▶ _Text section_:
Python3.6 is the latest version with easy support for tensorflow and some other packages.

At this point you can use this code to test GPU functionality with this demo code, you could also use this.

Install NFS (shared storage)

In order for SLURM to work properly, there must be a storage location present on all computers in the cluster with the same files used for jobs. All computers in the cluster must be able to read and write to this directory. One way to do this is with NFS, although other options such as OCFS2 exist. Here we use NFS.

For the instructions, we will call the primary server master (the one hosting storage and the SLURM controller) and assume we have one worker node (another computer with GPUs) called worker. We will also assume the username/groupname for the main administrative account on all machines is admin:admin. I used the same username and group for the administrative accounts on all the servers.

Master node

On the master server, do:

sudo apt install nfs-kernel-server -y

Make a storage location:

sudo mkdir /storage

In my case, /storage was actually the mount point for a second HDD (LVM, which was expanded to 20TB).

Change ownership to your administrative username and group:

sudo chown admin:admin /storage

Next we need to add rules for the shared location. This is done with:

sudo nano /etc/exports

Then adding the line:

/storage *(rw,sync,no_root_squash)

The * is for IP addresses or hostnames. In this case we allow anything, but you may want to limit it to your IPs/hostnames in the cluster. In fact, it wasn't working for me unless I explicitly set the IPs of the clients here. You have to have a separate entry for each IP. Mine ended up looking like:

/storage 172.xx.224.xx(rw,sync,no_root_squash,all_squash,anonuid=999999,anongid=999999) 172.xx.224.xx(rw,sync,no_root_squash,all_squash,anonuid=999999,anongid=999999)

where the 'xx's are actual numbers.

Then start the NFS service:

sudo systemctl start nfs-kernel-server.service

It should start automatically upon restarts.

You should also add a rule to allow for NFS traffic from the workers through port 2049. This is done like so:

sudo ufw allow from <ip_addr> to any port nfs

Check the status with sudo ufw status. You should see a rule to allow traffic to port 2049 from your worker nodes' IP addresses. Here's more info.

Client nodes

Now we can set up the clients. On all worker servers:

sudo apt install nfs-common -y
sudo mkdir /storage
sudo chown admin:admin /storage
sudo mount master:/storage /storage

To make the drive mount upon restarts for the worker nodes, add this to fstab (sudo nano /etc/fstab):

master:/storage /storage nfs auto,timeo=14,intr 0 0

This can be done like so:

echo master:/storage /storage nfs auto,timeo=14,intr 0 0 | sudo tee -a /etc/fstab

Now any files put into /storage from the master server can be seen on all worker servers connect via NFS. The worker servers MUST be read and write. If not, any sbatch jobs will give an exit status of 1:0.

▶ _Material provided_:

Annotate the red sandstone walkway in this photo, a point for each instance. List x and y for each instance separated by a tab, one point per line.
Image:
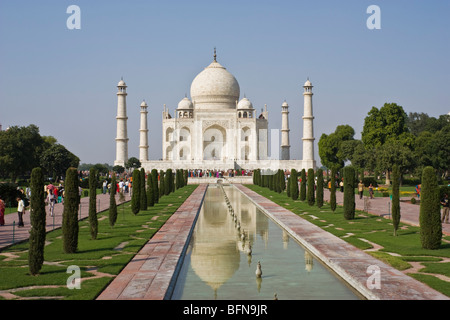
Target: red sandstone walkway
10	233
409	213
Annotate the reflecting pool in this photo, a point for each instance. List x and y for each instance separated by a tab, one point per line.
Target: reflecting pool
229	239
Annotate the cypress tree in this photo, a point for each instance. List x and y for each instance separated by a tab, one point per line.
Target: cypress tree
333	190
303	185
112	202
168	182
319	190
155	186
395	198
150	196
288	187
93	222
430	211
136	196
37	219
143	192
311	183
70	213
294	184
162	188
349	193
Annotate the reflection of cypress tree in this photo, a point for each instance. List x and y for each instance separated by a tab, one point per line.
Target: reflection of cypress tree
150	196
311	199
349	193
70	214
155	186
395	198
294	184
143	192
37	219
93	222
303	185
162	188
136	196
333	190
112	202
319	190
430	211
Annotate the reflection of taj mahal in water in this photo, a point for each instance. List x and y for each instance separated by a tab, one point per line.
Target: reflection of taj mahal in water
216	130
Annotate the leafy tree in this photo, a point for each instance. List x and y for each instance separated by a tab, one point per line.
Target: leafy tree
20	148
333	189
430	211
57	159
136	195
70	213
303	185
143	192
133	163
330	146
311	183
155	186
319	191
294	184
93	222
395	198
37	219
349	193
112	202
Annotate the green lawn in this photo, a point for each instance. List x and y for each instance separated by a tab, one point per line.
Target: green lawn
398	251
128	236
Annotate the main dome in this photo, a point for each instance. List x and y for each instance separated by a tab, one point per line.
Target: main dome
215	88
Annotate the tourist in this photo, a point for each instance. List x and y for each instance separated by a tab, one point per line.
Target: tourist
2	212
360	189
20	211
445	211
371	191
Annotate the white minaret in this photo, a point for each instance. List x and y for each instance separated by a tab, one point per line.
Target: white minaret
308	130
122	136
143	146
285	147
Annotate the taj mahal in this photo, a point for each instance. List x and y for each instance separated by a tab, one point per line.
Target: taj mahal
216	129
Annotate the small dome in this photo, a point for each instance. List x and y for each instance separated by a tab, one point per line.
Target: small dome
245	104
185	104
307	83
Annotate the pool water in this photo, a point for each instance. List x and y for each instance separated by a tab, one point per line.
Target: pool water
218	265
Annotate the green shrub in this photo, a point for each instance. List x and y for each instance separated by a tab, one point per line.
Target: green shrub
430	211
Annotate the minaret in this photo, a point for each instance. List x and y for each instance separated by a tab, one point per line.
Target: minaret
285	147
143	146
122	136
308	131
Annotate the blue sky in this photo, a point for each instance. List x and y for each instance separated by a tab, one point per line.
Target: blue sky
64	81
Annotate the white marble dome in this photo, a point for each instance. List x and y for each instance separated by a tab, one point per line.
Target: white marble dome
245	104
215	88
185	104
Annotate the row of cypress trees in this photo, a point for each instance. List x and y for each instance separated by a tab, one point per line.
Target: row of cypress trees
430	216
143	197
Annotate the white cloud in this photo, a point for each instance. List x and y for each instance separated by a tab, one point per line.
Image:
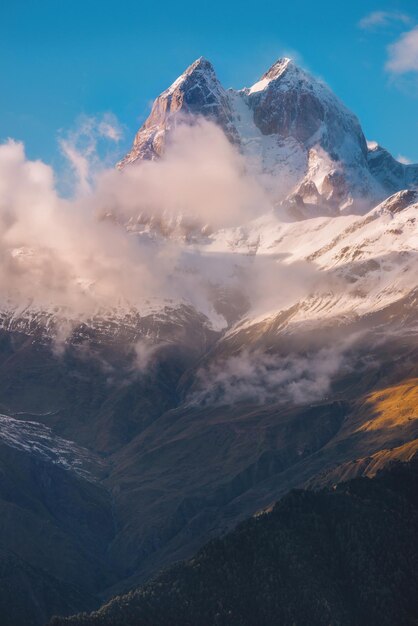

▶ _Set task_:
Answer these questions using the NFS setup guide above:
(a) Which package does the guide install on the master server?
(b) Through which port should NFS traffic from the workers be allowed?
(c) What exit status do sbatch jobs give if the worker servers are not read and write?

▶ _Correct result_:
(a) nfs-kernel-server
(b) Port 2049
(c) 1:0